Please repeat the records word for word, starting at the first line and ending at the line that contains "column 176, row 24".

Pointing and labeling entries
============================================================
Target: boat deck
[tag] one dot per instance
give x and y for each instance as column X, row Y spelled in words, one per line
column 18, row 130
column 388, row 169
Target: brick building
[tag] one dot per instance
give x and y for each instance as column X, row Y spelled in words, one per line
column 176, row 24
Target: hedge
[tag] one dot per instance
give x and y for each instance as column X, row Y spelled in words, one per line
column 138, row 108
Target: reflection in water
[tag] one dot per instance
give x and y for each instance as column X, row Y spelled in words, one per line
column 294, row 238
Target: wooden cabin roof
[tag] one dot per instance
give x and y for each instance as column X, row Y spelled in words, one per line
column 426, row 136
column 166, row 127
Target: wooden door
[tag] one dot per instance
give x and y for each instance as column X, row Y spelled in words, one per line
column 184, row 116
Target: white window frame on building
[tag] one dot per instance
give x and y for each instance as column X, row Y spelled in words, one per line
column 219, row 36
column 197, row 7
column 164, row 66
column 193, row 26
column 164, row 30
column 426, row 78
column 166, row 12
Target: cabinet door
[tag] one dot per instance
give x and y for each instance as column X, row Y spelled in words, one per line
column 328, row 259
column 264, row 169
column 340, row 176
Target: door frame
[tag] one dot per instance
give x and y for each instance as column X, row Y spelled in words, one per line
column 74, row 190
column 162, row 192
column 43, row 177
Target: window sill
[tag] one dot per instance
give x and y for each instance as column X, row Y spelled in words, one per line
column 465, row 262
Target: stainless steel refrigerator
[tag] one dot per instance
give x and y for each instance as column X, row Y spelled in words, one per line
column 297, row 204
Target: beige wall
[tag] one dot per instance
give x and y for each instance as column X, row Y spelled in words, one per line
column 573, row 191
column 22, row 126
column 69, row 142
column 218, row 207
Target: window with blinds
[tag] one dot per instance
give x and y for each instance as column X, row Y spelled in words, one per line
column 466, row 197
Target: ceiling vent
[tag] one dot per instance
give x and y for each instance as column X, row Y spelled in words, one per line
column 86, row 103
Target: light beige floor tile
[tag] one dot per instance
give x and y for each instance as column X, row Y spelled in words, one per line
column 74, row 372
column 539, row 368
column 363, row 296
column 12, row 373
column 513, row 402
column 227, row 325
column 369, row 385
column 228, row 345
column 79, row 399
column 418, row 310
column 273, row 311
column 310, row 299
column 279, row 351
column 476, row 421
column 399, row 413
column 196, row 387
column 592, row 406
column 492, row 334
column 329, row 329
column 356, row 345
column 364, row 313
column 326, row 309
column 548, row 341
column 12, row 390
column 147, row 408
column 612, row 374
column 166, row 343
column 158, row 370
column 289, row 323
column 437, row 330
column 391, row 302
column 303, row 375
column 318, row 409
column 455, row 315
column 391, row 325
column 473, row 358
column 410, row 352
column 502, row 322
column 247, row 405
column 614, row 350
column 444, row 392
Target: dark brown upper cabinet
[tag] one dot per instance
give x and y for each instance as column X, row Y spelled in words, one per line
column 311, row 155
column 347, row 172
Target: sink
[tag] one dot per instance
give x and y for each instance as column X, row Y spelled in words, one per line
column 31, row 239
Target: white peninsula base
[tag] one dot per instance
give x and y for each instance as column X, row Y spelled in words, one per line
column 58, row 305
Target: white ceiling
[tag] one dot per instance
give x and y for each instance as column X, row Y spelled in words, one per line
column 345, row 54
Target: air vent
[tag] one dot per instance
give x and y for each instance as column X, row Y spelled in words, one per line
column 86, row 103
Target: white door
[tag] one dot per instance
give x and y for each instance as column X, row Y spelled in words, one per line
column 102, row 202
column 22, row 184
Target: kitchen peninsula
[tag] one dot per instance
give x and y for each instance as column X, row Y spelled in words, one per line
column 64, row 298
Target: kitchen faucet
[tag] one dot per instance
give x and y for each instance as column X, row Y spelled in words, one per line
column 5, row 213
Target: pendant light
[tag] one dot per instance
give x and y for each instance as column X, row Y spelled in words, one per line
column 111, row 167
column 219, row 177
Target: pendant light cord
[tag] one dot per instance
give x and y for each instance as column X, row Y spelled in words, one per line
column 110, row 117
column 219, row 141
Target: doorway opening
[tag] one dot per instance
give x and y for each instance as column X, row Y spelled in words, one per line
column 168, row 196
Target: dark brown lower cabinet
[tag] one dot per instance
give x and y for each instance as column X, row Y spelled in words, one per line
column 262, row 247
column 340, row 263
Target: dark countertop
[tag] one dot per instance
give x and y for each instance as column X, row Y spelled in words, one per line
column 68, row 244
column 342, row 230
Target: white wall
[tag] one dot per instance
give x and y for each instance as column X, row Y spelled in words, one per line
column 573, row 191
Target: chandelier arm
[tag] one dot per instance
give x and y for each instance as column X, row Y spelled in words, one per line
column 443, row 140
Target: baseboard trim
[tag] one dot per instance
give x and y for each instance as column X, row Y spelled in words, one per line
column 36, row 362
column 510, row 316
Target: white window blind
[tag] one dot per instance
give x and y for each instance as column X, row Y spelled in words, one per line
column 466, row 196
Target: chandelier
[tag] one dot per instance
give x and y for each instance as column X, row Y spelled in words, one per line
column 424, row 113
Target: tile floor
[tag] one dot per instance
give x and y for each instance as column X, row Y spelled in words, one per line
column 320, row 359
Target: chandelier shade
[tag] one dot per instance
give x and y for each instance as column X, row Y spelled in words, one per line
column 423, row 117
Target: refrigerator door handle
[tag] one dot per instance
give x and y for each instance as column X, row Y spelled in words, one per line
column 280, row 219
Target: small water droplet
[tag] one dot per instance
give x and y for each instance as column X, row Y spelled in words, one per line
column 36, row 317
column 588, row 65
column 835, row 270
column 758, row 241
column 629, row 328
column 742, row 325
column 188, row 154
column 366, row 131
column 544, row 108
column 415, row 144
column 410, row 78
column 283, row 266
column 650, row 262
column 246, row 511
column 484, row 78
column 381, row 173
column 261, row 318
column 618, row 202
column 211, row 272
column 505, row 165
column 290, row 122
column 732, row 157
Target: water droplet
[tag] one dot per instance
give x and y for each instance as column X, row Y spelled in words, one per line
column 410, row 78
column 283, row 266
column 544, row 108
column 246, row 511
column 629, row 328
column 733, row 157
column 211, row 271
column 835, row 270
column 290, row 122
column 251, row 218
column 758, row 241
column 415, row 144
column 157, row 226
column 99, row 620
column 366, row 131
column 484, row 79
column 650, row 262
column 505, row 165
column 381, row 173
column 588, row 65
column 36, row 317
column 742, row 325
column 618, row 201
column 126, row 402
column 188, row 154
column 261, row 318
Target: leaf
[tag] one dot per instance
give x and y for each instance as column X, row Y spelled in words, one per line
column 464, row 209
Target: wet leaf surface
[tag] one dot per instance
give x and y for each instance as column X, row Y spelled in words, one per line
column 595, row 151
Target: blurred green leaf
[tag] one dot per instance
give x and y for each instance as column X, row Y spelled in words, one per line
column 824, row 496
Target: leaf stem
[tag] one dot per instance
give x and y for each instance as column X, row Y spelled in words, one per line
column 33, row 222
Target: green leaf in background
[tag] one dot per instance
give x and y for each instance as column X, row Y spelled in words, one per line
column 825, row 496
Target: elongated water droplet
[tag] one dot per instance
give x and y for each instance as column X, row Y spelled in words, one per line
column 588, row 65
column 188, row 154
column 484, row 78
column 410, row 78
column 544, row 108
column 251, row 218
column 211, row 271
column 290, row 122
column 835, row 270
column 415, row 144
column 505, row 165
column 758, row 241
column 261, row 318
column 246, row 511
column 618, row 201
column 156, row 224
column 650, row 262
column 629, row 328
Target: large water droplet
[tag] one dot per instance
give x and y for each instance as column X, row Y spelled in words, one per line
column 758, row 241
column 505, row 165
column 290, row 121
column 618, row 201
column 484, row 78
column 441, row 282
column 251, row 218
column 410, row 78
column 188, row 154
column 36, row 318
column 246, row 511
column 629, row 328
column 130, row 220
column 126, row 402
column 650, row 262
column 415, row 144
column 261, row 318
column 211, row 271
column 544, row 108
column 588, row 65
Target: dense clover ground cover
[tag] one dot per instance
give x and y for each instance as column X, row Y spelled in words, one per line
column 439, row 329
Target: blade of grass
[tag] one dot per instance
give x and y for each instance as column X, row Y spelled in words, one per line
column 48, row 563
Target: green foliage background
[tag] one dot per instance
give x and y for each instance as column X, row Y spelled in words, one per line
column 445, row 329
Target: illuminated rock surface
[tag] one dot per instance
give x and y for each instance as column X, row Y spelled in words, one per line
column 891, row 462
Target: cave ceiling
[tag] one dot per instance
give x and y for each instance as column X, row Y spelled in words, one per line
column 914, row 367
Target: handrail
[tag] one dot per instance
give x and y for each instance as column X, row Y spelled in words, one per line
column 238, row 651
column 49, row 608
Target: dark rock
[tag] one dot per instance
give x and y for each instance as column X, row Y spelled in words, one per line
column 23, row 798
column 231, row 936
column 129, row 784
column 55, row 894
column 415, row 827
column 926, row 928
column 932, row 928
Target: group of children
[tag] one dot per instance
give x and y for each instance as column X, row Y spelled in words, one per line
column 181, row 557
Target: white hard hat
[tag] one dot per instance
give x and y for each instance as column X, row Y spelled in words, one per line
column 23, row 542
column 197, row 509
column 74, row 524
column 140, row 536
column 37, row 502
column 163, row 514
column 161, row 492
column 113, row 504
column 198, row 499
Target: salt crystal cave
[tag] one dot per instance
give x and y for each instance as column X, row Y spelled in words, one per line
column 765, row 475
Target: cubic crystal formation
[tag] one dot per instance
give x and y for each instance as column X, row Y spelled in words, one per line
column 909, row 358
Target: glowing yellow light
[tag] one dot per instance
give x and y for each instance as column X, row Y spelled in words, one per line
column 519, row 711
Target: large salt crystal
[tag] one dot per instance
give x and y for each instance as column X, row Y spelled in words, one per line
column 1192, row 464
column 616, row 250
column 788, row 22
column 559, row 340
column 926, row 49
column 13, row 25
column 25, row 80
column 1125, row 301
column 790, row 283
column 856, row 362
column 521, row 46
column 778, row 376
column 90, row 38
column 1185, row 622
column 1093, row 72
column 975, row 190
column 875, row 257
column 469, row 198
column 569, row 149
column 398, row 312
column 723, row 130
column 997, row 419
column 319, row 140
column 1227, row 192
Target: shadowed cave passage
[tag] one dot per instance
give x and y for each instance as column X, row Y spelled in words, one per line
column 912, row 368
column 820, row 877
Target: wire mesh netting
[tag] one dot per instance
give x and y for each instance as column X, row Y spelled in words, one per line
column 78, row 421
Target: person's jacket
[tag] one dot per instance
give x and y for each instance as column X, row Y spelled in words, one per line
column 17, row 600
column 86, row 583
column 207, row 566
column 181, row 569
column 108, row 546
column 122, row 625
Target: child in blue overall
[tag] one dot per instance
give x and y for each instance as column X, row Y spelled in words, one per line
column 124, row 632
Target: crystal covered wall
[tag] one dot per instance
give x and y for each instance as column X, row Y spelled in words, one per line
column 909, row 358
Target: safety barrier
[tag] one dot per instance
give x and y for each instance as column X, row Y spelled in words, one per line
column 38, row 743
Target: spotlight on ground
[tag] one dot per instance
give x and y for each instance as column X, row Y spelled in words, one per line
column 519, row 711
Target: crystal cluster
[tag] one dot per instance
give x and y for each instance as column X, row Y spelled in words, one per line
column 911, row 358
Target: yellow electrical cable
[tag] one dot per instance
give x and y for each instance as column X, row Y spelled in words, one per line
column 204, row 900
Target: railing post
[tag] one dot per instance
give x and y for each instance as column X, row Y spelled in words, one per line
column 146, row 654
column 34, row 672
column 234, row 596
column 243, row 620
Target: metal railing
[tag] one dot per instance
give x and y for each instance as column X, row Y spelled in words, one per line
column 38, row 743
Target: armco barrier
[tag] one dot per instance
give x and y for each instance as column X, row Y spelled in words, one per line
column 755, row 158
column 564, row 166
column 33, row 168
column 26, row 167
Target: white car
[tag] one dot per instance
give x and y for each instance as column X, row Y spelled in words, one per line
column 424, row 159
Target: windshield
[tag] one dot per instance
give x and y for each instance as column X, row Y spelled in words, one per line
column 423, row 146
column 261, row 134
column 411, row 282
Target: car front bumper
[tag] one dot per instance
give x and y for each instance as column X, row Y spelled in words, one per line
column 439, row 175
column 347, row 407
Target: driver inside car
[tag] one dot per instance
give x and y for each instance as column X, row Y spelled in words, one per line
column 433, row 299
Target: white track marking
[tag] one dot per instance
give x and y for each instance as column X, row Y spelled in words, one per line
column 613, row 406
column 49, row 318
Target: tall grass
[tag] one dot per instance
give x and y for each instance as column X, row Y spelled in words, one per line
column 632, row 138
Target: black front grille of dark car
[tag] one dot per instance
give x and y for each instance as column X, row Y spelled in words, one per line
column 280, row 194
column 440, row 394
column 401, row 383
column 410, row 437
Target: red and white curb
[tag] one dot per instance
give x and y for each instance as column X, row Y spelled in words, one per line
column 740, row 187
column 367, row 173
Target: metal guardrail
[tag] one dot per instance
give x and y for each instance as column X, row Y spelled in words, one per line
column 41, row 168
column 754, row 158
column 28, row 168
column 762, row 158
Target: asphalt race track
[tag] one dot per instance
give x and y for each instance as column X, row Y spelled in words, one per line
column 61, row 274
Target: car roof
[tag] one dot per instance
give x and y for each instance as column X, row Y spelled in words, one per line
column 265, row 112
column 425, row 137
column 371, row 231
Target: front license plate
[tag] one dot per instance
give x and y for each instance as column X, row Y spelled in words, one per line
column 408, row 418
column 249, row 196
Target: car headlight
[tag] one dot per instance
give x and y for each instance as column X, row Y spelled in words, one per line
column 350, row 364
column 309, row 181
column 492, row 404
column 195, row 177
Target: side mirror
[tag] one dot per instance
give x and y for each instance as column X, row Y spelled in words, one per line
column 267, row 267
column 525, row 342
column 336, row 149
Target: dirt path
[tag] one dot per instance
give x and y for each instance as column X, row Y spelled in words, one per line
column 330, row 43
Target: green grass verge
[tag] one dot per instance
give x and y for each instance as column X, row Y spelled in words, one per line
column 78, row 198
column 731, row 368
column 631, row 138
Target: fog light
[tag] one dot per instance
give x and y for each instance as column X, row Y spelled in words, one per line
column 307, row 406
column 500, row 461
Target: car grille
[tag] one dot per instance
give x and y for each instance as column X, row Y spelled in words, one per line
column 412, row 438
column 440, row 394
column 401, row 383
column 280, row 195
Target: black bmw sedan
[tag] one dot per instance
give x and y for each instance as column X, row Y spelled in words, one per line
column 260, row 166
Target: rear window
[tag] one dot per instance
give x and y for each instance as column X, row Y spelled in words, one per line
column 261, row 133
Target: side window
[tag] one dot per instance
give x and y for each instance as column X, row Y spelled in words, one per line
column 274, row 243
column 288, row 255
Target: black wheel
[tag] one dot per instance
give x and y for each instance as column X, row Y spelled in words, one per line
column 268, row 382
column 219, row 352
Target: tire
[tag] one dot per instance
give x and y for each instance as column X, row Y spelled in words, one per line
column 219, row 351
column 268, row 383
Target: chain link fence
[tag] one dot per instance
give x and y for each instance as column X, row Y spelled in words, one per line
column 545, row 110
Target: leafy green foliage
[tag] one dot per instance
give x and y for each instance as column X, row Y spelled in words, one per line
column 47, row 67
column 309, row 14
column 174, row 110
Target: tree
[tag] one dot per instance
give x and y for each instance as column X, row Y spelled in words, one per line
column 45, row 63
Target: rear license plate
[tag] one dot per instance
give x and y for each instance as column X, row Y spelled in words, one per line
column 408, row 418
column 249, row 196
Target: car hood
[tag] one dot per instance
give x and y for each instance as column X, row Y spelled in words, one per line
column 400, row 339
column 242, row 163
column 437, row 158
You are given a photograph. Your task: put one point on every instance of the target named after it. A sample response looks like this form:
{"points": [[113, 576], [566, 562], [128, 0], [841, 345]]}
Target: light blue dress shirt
============================================================
**THE SOLUTION**
Target: boat deck
[tag] one dot per instance
give x and y for each instance as column X, row Y spelled in words, one per line
column 18, row 130
column 388, row 169
Target: brick building
[tag] one dot per instance
give x and y for each instance as column X, row Y spelled in words, one per line
column 176, row 24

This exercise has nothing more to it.